Sorry, I can see it that way.  Within the MT-Safe perimeter (i.e., as
long as you only call MT-Safe functions), they are safe.  Outside it,
they aren't.  Just like nearly any other MT-Safe function!

> Perhaps it would be more useful to explain the structure of your safety
> model right at the top, instead of explaining it bitwise as one reads
> along?  For example, say that we got generally Safe and Unsafe, and that
> for some functions we consider generally Unsafe to be actually Safe
> under some constraints, and that we'll discuss the constraints in detail
> further down.  Etc.

I think there's still some faulty assumption in there, for this is not
quite what I mean.

  There's Safe and Unsafe, full stop.  You need not read any further if
  that's good enough for you.

  Now, if it's not good enough, in some cases you may be able to get
  away calling some Unsafe functions, as long as the entire program
  observes some specific constraints.  If you want that, read on.

> MATERIALS PROVIDED
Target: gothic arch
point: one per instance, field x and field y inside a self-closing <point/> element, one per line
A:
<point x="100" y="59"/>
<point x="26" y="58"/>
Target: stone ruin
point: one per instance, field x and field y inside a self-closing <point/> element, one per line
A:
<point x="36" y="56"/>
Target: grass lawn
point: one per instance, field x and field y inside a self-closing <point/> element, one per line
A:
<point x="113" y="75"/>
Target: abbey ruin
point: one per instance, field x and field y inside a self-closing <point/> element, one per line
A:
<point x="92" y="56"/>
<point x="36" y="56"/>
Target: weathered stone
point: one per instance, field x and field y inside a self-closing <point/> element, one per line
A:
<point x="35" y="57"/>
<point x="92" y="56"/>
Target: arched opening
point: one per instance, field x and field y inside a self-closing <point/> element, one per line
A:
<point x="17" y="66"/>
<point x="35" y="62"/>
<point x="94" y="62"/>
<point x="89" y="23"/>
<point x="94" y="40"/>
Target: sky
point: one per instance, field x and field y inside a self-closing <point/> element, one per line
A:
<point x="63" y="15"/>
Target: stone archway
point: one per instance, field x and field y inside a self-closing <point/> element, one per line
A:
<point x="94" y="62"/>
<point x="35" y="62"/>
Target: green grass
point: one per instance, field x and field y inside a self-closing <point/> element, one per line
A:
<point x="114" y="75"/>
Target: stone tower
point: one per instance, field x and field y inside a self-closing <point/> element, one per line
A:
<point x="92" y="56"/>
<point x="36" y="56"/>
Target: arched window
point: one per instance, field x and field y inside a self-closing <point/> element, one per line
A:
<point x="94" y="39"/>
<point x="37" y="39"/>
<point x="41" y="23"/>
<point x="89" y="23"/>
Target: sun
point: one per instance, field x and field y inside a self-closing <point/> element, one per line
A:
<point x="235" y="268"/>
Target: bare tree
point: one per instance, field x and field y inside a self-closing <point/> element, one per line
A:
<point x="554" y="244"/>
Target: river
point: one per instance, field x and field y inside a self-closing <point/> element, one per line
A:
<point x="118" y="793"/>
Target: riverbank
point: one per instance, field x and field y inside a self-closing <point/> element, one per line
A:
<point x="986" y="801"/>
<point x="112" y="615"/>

> OBJECTIVES
**A.** Answer these questions about the MT-Safe text:
(i) What does being within the MT-Safe perimeter mean?
(ii) Which two categories does the reply say exist, "full stop"?
(iii) Under what condition may some Unsafe functions be called?
**B.** Pick out every line of the listing that contains the string "arched". Case counts.
The text and the listing have nothing to do with each other.

> SOLUTIONS TO THE PROBLEMS
**A.**
(i) Only calling MT-Safe functions.
(ii) Safe and Unsafe.
(iii) As long as the entire program observes some specific constraints.

**B.**
Target: arched opening
Target: arched window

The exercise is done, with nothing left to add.